_EXERCISE AIM:_ Reproduce every item below verbatim, keeping each line unchanged.

_DATA LISTING:_

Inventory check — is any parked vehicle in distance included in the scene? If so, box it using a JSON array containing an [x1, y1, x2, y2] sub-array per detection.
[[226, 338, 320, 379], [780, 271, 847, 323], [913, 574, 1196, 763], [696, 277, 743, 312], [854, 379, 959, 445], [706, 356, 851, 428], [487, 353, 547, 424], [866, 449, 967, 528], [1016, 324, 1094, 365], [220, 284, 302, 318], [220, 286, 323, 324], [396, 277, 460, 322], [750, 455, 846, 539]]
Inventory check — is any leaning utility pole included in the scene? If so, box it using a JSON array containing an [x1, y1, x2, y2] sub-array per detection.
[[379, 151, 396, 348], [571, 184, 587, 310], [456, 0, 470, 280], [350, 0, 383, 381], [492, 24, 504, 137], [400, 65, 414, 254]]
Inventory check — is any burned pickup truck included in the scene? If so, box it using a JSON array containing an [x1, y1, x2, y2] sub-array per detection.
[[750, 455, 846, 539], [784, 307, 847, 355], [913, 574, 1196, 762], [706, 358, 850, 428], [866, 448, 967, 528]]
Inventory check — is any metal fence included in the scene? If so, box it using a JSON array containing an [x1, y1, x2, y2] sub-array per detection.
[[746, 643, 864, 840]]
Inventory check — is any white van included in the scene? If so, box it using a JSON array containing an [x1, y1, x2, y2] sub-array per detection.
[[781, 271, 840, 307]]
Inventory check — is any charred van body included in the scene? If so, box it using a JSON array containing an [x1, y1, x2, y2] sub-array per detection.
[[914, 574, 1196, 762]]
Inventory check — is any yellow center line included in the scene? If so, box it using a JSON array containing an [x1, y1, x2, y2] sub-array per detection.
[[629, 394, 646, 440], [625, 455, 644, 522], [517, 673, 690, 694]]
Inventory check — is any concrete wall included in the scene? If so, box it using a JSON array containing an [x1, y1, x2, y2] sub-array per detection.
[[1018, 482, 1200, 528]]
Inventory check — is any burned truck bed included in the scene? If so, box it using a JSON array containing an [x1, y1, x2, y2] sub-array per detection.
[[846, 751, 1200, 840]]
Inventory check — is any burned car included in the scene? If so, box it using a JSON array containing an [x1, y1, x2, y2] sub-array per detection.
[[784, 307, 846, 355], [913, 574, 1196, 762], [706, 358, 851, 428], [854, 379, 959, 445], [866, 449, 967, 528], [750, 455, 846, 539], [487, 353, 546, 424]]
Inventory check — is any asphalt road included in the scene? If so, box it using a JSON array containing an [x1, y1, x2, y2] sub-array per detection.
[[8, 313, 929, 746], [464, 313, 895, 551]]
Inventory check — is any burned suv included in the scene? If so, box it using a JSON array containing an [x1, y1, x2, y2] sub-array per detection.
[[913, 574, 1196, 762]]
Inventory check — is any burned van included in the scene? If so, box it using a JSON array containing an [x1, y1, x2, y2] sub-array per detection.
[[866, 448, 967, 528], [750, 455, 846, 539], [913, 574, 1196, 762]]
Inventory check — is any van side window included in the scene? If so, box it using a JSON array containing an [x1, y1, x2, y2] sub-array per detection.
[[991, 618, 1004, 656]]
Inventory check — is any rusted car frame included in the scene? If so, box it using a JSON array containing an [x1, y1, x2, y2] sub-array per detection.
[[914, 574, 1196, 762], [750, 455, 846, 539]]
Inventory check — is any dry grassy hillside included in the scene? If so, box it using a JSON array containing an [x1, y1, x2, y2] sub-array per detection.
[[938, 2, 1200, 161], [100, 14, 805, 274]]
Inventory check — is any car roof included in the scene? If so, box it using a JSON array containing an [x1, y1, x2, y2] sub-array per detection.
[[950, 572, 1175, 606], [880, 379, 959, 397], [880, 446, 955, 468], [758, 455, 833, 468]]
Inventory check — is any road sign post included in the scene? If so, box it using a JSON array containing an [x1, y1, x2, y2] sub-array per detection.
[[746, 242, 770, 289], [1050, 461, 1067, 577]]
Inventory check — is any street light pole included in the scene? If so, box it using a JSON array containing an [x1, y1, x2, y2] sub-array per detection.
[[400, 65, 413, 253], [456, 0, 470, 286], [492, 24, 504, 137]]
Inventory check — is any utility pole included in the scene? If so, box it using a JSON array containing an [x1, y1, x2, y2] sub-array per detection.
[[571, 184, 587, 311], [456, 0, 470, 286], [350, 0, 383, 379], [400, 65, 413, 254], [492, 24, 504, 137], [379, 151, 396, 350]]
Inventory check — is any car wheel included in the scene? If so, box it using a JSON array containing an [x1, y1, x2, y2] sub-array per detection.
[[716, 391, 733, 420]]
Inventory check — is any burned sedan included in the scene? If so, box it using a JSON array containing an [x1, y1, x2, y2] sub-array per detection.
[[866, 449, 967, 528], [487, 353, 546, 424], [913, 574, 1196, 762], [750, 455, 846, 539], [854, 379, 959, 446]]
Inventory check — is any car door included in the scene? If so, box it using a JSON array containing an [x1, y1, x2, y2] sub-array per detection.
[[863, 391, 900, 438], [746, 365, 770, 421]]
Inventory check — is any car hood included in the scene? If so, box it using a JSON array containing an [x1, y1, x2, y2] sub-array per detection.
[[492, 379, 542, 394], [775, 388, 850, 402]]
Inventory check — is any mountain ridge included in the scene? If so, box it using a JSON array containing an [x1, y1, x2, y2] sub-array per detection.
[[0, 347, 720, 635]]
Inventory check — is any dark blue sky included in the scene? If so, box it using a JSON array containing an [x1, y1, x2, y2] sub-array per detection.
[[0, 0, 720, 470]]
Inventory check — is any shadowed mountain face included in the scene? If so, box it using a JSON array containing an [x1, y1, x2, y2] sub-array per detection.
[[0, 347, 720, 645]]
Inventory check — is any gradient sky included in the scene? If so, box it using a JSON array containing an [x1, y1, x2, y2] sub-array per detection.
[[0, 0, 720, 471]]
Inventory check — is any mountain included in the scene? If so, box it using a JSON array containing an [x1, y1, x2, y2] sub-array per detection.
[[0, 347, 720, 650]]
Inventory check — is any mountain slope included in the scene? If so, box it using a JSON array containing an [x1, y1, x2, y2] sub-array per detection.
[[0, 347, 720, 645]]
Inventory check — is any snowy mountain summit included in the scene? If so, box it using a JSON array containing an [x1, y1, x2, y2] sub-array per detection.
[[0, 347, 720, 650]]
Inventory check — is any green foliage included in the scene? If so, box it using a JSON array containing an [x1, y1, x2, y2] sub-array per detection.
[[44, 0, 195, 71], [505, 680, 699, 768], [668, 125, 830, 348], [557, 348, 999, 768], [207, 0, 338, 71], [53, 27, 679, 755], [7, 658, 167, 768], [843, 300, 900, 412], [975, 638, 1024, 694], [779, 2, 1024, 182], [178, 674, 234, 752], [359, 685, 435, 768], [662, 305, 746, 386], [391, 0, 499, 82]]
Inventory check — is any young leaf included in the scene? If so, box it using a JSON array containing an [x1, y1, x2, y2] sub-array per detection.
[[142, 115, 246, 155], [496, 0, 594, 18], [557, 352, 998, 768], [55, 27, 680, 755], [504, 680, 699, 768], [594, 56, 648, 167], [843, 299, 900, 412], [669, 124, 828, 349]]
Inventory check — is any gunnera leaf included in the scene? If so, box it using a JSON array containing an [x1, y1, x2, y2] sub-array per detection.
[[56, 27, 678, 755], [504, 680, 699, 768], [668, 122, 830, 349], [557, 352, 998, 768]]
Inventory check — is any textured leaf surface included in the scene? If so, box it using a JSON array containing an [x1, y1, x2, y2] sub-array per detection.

_COMPLETE RESPONSE:_
Inventory check — is any parked vehicle in distance included in the scene? If so, box it using a JSON array containing an [x1, y1, x2, y2] sub-array per detection.
[[226, 338, 320, 379], [780, 271, 847, 323], [913, 574, 1196, 763], [696, 277, 743, 312], [854, 379, 959, 445], [706, 356, 851, 428], [487, 353, 547, 424], [866, 449, 967, 528], [1016, 324, 1094, 365], [220, 284, 302, 318], [220, 286, 323, 324], [396, 277, 460, 322], [750, 455, 846, 539]]
Inventory check — is any leaning utility pole included in the scene? If so, box it using a JSON array containing an [x1, y1, x2, y2] sub-array per detection.
[[379, 151, 396, 348], [571, 184, 587, 310], [456, 0, 470, 280], [350, 0, 383, 381], [492, 24, 504, 137], [400, 65, 414, 254]]
Inventory check — is any burned pickup truck included in the scene? If so, box it using a JSON array containing an [x1, y1, x2, y2] sub-array per detection.
[[750, 455, 846, 539], [784, 307, 847, 355], [913, 574, 1196, 762], [706, 358, 850, 428], [866, 448, 967, 528]]
Inventory check — is any metal fence included in the scene? If so, box it using a JSON array containing an [x1, y1, x2, y2] sub-array per detection.
[[746, 643, 864, 840]]
Inventory check — is any white van included in the scene? If so, box it using a JSON array containing an [x1, y1, x2, y2] sub-array per detection.
[[781, 271, 840, 307]]
Inventory check — is any charred van body included in the scene? If so, box it using a JSON array containing an [x1, y1, x2, y2] sub-array per detection.
[[914, 574, 1196, 762]]
Inventory check — is any yellow center line included in the scene? If so, box it using a JSON array containing an [x1, y1, x2, y2] sub-array per detection.
[[629, 394, 646, 440], [625, 455, 644, 522], [517, 673, 690, 694]]
Inventory check — is any concrete wall included in the scene? If so, box it using a JSON array containing an [x1, y1, x2, y2] sub-array per detection.
[[1018, 482, 1200, 528]]
Inventory check — is any burned truck bed included in the scene? If so, box it using a JSON array containing an [x1, y1, x2, y2] sub-array per detection.
[[846, 751, 1200, 840]]
Inventory check — is any burned car included in the scene? If so, box it using a JSON array containing an [x1, y1, x2, y2] sub-array per detection.
[[784, 307, 846, 355], [913, 574, 1196, 762], [706, 358, 851, 428], [854, 379, 959, 445], [866, 449, 967, 528], [750, 455, 846, 539], [487, 353, 546, 424]]
Inventory check — is any asphalt road included in the scene? If so, box it using a JSON array containing an [x1, y1, x2, y2] sub-array per detection.
[[8, 313, 929, 746], [464, 313, 895, 551]]
Inventory check — is any burned suv included in the scene? If so, box it using a JSON array containing an [x1, y1, x2, y2] sub-array per detection.
[[913, 574, 1196, 762]]
Inventory check — is any burned van included in the scene? If so, box it using a JSON array containing an [x1, y1, x2, y2] sub-array per detection.
[[866, 448, 967, 528], [750, 455, 846, 539], [913, 574, 1196, 762]]
Inventory check — is any van side window included in the scene? If so, box it using a JSON array containing an [x1, y1, x2, y2] sub-array per detection.
[[991, 618, 1004, 656]]
Inventory check — is any rusted car frame included in the scene? If so, box it using a JSON array containing an [x1, y1, x2, y2] sub-array per detection.
[[914, 574, 1196, 762], [750, 455, 846, 539]]
Inventory check — is any dry grassy hillside included in the scene? If so, box it using a JSON array containing an [x1, y1, x2, y2] sub-array per detection.
[[938, 2, 1200, 161], [100, 14, 805, 274]]
Inventory check — is any car roof included in the scene? If so, box it using a JSON array containing an [x1, y1, x2, y2] sub-array per detection.
[[950, 572, 1175, 606], [880, 379, 959, 397], [880, 446, 955, 468], [758, 455, 833, 468]]
Inventory check — is any road sign post included in the scene? If so, box it using a JSON array containing an [x1, y1, x2, y2] sub-array per detection.
[[746, 242, 770, 289], [1050, 461, 1067, 577]]
Inventory check — is any street light pole included in the scene? If so, box it using a JSON array containing an [x1, y1, x2, y2] sub-array per detection.
[[400, 65, 413, 253], [456, 0, 470, 286], [492, 24, 504, 137]]
Inventory check — is any utility pole included in the scene? If so, box it using a JSON array containing an [x1, y1, x2, y2] sub-array per detection.
[[571, 184, 587, 311], [456, 0, 470, 286], [350, 0, 383, 379], [400, 65, 413, 254], [492, 24, 504, 137], [379, 151, 396, 350]]
Inventory check — is any car wheel included in the scene? If so, box it using a JSON array containing an [x1, y1, x2, y2] sub-array per detection.
[[716, 391, 733, 420]]
Inventory check — is any burned sedan included in the scene? If so, box it using a JSON array containing an [x1, y1, x2, y2] sub-array per detection.
[[866, 449, 967, 528], [487, 353, 546, 424], [913, 574, 1196, 762], [750, 455, 846, 539], [854, 379, 959, 446]]
Inventory check — is any car door included in the scene? If so, box it using a JSON array containing an [x1, y1, x2, y2] sub-array per detection.
[[863, 391, 900, 438], [746, 365, 770, 421]]
Inventory check — is any car hood included in the scene? If so, box it using a JSON array containing an [x1, y1, x2, y2] sub-array per detection.
[[492, 379, 542, 394], [775, 388, 850, 402]]
Inventory check — is any mountain ridge included in the scene? If so, box it using a JSON array containing an [x1, y1, x2, y2] sub-array per detection.
[[0, 347, 720, 635]]
Inventory check — is any dark blue sky included in the scene? If so, box it using a JSON array containing an [x1, y1, x2, y2] sub-array per detection.
[[0, 0, 720, 470]]
Inventory check — is any shadowed mountain face included in the scene? If so, box it using a JSON array containing an [x1, y1, x2, y2] sub-array per detection.
[[0, 347, 720, 645]]
Inventory check — is any gradient sky included in the scene? If so, box it using a JSON array containing an [x1, y1, x2, y2] sub-array per detection.
[[0, 0, 720, 471]]
Inventory check — is any mountain included in the scene? If so, box it using a JSON array containing an [x1, y1, x2, y2] sub-array per detection.
[[0, 347, 720, 650]]
Inventory check — is any mountain slope included in the scene? If so, box it using a JSON array containing an [x1, y1, x2, y2] sub-array per detection.
[[0, 347, 720, 645]]
Inventory check — is any snowy mountain summit included in the scene? If so, box it using a JSON array containing an [x1, y1, x2, y2] sub-array per detection.
[[0, 347, 720, 650]]
Inventory check — is any green foliage included in the scene? If so, box it using a JSON array containing an [x1, y1, x2, y2] sub-array per detection.
[[44, 0, 195, 71], [505, 680, 699, 768], [668, 125, 830, 348], [557, 348, 999, 768], [207, 0, 338, 71], [53, 27, 679, 755], [7, 658, 167, 768], [843, 300, 900, 412], [975, 638, 1024, 694], [779, 2, 1024, 182], [178, 674, 234, 752], [359, 685, 435, 768], [662, 305, 746, 386], [391, 0, 499, 82]]
Inventory check — is any young leaf included in the scene? If so, box it using a JSON array containing an [x1, y1, x2, y2] sub-array per detection.
[[142, 115, 246, 155], [496, 0, 594, 18], [557, 352, 998, 768], [55, 27, 680, 755], [504, 680, 699, 768], [594, 56, 648, 167], [843, 299, 900, 412], [669, 124, 828, 349]]
Inventory check — is any gunnera leaf included in the scene? If so, box it using a JSON array containing an [x1, y1, x2, y2] sub-array per detection.
[[56, 27, 678, 755], [504, 680, 699, 768], [668, 122, 830, 349], [557, 352, 998, 768]]
Inventory check — is any textured leaf surface included in the scene? If so, box it using a JSON array containing an [x1, y1, x2, y2] sub-array per detection.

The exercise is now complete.